>>>>

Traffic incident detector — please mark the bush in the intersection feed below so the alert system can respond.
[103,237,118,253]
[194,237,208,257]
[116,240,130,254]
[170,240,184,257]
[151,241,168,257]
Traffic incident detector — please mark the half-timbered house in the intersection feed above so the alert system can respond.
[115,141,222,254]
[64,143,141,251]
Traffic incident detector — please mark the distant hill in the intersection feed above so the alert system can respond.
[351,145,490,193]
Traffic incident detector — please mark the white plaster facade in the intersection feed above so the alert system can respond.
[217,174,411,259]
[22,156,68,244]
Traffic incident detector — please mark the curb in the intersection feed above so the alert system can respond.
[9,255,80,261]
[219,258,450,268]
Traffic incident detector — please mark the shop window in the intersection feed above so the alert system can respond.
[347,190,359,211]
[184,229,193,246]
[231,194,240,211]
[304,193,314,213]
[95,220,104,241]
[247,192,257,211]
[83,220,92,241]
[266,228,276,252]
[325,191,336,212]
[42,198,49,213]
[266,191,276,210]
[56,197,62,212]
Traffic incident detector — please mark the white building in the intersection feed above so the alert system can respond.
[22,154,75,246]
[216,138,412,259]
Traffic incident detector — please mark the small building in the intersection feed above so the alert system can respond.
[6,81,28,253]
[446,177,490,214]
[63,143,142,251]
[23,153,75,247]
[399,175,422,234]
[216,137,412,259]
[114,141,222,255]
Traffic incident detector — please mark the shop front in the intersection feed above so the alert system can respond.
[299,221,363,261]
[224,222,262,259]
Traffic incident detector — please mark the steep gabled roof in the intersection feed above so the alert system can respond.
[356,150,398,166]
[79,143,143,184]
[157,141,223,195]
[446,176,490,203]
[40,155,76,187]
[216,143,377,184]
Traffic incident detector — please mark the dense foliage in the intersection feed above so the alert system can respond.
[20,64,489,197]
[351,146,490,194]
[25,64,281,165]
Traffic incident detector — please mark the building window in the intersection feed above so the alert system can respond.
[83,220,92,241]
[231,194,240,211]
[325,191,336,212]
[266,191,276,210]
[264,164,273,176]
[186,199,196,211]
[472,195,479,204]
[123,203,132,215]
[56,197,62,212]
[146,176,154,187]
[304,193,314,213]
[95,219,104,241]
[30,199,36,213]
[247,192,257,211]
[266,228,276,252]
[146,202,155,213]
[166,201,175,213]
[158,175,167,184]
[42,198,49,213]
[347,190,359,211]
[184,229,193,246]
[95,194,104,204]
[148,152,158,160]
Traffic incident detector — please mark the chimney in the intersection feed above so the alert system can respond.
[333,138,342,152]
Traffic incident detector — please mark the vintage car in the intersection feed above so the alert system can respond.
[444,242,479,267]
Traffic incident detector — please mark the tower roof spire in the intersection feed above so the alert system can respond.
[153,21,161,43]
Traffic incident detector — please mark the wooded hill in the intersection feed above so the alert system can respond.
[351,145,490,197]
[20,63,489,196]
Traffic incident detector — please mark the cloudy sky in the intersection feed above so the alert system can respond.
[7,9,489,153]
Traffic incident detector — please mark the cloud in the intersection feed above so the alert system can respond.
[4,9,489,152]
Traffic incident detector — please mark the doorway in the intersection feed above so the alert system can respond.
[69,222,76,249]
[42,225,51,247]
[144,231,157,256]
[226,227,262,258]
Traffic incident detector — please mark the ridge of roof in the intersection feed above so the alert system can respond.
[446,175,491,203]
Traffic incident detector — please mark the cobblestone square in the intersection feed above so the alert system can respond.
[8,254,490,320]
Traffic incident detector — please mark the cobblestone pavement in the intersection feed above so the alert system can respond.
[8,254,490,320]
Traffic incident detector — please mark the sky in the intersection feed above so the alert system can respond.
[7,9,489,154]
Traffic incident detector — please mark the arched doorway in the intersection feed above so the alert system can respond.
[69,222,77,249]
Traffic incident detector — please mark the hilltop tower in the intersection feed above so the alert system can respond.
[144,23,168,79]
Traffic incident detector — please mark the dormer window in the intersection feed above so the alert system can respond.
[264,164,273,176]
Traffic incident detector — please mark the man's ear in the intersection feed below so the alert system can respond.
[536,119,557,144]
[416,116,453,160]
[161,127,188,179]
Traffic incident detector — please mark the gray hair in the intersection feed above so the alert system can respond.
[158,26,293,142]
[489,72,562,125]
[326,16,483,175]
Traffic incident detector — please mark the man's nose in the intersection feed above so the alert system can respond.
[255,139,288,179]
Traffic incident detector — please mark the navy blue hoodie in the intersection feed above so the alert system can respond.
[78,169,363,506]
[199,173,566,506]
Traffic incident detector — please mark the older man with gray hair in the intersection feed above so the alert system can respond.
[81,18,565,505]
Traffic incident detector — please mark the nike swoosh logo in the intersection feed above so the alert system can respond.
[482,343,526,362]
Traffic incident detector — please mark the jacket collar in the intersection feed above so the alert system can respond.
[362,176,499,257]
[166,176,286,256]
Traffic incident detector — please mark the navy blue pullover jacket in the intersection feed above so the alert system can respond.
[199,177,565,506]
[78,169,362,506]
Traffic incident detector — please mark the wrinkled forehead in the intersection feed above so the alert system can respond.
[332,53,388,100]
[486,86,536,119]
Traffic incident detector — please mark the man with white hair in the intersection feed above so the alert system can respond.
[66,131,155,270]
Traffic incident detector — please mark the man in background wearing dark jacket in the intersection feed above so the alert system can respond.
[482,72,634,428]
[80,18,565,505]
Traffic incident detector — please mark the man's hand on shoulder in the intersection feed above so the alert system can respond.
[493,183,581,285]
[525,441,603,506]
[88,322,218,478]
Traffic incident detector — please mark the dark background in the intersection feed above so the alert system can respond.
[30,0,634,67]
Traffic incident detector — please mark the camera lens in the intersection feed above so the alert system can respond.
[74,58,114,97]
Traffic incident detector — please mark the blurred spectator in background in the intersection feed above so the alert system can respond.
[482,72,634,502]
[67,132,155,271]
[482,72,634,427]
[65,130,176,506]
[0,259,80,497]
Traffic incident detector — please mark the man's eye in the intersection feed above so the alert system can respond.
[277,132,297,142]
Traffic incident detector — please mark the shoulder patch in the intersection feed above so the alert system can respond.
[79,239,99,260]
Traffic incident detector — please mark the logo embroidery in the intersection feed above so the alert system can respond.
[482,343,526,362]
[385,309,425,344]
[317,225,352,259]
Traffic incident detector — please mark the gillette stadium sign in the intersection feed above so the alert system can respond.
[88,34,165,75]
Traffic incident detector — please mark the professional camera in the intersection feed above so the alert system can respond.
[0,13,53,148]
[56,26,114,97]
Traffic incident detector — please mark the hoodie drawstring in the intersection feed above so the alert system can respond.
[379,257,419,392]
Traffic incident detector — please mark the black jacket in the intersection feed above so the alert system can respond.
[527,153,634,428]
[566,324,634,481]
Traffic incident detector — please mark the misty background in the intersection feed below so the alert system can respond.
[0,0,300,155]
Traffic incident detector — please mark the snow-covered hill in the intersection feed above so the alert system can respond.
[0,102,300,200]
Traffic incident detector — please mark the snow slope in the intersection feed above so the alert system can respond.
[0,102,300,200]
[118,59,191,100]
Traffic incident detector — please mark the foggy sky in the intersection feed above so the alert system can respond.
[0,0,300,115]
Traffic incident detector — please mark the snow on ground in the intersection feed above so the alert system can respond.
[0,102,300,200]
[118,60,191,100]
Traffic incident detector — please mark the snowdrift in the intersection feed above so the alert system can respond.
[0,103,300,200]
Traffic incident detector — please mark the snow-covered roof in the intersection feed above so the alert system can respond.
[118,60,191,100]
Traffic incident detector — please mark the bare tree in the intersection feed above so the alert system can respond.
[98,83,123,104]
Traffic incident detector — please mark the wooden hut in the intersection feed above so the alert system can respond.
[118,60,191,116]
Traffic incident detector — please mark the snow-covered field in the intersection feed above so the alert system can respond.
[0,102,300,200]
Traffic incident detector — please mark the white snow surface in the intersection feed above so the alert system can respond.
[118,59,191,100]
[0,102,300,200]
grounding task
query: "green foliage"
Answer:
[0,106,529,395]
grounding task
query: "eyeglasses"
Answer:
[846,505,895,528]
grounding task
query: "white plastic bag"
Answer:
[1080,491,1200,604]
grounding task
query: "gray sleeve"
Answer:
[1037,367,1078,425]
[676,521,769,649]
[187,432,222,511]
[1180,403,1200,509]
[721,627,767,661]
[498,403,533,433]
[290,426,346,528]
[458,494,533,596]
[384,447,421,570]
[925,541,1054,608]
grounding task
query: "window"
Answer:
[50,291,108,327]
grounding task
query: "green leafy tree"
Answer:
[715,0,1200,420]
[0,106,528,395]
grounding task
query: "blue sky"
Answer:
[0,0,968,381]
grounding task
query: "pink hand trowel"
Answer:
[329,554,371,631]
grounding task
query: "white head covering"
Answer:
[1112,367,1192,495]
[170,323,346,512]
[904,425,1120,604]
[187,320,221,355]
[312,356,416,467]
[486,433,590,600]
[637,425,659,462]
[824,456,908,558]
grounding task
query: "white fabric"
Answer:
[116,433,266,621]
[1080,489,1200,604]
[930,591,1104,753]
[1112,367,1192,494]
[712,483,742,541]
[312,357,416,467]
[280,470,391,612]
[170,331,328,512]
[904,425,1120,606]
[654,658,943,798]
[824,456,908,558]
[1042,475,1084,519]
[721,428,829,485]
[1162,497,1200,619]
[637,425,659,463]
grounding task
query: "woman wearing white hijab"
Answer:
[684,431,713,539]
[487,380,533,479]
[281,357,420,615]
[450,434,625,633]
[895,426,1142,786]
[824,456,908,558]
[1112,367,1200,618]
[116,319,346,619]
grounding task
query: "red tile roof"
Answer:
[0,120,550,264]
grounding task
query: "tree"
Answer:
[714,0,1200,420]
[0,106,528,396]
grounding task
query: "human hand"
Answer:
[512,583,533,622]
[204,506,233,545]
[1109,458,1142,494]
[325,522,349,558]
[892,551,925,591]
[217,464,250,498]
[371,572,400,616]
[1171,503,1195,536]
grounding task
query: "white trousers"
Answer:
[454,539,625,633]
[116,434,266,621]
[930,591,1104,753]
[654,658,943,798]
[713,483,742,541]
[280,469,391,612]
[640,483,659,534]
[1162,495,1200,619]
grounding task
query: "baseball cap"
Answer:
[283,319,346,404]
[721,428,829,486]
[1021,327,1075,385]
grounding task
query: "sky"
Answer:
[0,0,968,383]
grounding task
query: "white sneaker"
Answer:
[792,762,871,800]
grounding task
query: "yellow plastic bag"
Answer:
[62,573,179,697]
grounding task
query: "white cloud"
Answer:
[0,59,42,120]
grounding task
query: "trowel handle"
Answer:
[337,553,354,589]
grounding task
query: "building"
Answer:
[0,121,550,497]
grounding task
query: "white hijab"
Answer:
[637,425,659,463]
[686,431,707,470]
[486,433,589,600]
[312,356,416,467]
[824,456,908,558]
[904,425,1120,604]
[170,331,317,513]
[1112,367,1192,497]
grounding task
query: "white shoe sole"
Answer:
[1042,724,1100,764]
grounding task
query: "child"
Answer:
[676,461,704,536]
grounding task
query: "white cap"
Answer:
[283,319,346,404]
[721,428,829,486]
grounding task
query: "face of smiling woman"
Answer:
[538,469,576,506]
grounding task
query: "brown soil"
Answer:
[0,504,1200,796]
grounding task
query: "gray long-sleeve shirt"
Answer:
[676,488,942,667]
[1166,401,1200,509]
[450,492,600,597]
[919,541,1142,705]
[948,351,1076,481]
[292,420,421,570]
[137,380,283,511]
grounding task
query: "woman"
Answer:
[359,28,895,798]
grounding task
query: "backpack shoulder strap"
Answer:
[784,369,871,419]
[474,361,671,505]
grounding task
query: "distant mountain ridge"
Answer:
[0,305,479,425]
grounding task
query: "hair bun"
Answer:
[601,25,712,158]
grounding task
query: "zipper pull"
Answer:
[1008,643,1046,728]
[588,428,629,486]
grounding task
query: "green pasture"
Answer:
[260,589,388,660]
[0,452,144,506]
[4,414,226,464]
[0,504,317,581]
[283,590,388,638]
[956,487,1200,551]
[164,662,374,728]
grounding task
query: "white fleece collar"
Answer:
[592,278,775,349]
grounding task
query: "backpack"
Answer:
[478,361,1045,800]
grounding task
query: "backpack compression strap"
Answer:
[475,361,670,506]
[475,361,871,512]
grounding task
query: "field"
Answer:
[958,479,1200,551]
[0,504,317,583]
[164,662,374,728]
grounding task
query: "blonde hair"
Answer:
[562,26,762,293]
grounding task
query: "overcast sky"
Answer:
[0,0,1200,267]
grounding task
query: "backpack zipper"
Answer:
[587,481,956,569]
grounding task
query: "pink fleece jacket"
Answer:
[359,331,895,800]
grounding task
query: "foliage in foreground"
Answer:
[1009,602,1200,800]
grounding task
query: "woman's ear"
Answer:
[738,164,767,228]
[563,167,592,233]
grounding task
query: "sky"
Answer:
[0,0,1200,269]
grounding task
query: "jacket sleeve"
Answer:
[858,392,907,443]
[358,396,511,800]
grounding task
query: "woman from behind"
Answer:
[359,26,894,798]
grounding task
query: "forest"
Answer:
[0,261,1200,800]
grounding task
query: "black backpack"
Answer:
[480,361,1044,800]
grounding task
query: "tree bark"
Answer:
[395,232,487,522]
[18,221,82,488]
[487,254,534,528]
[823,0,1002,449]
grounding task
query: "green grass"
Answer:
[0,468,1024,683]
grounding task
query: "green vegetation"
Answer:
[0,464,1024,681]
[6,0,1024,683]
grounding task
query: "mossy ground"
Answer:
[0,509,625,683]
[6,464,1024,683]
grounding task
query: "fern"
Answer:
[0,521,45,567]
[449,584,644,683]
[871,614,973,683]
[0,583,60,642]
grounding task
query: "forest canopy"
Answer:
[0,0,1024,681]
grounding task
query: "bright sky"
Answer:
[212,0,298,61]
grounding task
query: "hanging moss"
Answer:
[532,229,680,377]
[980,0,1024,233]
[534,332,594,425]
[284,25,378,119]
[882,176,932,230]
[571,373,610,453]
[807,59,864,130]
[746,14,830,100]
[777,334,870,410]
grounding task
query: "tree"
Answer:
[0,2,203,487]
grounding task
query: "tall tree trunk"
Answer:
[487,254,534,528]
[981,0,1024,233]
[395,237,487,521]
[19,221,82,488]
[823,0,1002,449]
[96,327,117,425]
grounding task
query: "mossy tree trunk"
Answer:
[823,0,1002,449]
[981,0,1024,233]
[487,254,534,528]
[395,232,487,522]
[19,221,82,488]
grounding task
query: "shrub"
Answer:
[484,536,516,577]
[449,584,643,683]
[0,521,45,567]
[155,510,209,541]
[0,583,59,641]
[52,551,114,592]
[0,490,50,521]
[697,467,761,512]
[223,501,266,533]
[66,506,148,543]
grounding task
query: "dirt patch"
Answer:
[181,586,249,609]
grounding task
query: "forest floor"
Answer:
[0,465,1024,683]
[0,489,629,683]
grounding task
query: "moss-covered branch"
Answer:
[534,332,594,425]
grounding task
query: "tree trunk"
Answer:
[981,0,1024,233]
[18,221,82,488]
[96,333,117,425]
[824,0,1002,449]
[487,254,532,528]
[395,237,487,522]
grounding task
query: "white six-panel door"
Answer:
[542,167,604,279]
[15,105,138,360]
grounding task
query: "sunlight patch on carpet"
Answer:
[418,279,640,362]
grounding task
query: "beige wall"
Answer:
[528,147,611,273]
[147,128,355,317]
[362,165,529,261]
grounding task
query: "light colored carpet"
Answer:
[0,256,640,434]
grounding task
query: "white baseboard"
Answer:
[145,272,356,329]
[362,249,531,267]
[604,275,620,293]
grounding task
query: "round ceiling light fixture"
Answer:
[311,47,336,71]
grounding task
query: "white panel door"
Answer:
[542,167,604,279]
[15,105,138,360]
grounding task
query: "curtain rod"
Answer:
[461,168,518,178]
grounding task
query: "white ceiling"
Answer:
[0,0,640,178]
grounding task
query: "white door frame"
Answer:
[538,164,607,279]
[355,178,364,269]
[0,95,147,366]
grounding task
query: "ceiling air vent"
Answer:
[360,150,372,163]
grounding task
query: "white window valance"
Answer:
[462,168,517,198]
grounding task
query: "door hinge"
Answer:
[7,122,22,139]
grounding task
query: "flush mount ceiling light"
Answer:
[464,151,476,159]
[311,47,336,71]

<<<<

Reproduce the material above verbatim, starting at its first line and ending at the line that contains "[114,141,222,255]", including both of those lines.

Traffic incident detector — please mark the bush in the intersection feed below so the alert system can respond.
[103,237,118,253]
[194,237,208,257]
[116,240,130,254]
[170,240,184,257]
[151,241,168,257]
Traffic incident detector — please mark the half-timbered house in the intersection feed above so the alert system can respond.
[115,141,222,254]
[64,143,141,251]
Traffic incident detector — please mark the distant hill in the intersection feed above so the alert system can respond.
[351,145,490,193]
Traffic incident detector — please mark the white plaster facade in the intersection feed above so the alert system can respond.
[217,174,411,259]
[22,156,68,244]
Traffic incident detector — please mark the curb in the intersection feed above so the alert system can respond.
[9,255,80,261]
[219,258,450,268]
Traffic incident detector — please mark the shop window in the intersection feed above so the alert system can respond.
[347,190,359,211]
[184,229,193,246]
[231,194,240,211]
[304,193,314,213]
[95,220,104,241]
[247,192,257,211]
[83,220,92,241]
[266,228,276,252]
[325,191,336,212]
[42,198,49,213]
[266,191,276,210]
[56,197,62,212]
Traffic incident detector — please mark the white building in the intersection feed above so the alert system can respond.
[22,154,75,246]
[216,138,412,259]
Traffic incident detector — please mark the small building in the intersection feed above so the alert system can respond.
[6,81,28,253]
[446,177,490,214]
[63,143,142,251]
[23,153,75,247]
[399,175,422,234]
[216,137,412,259]
[114,141,222,255]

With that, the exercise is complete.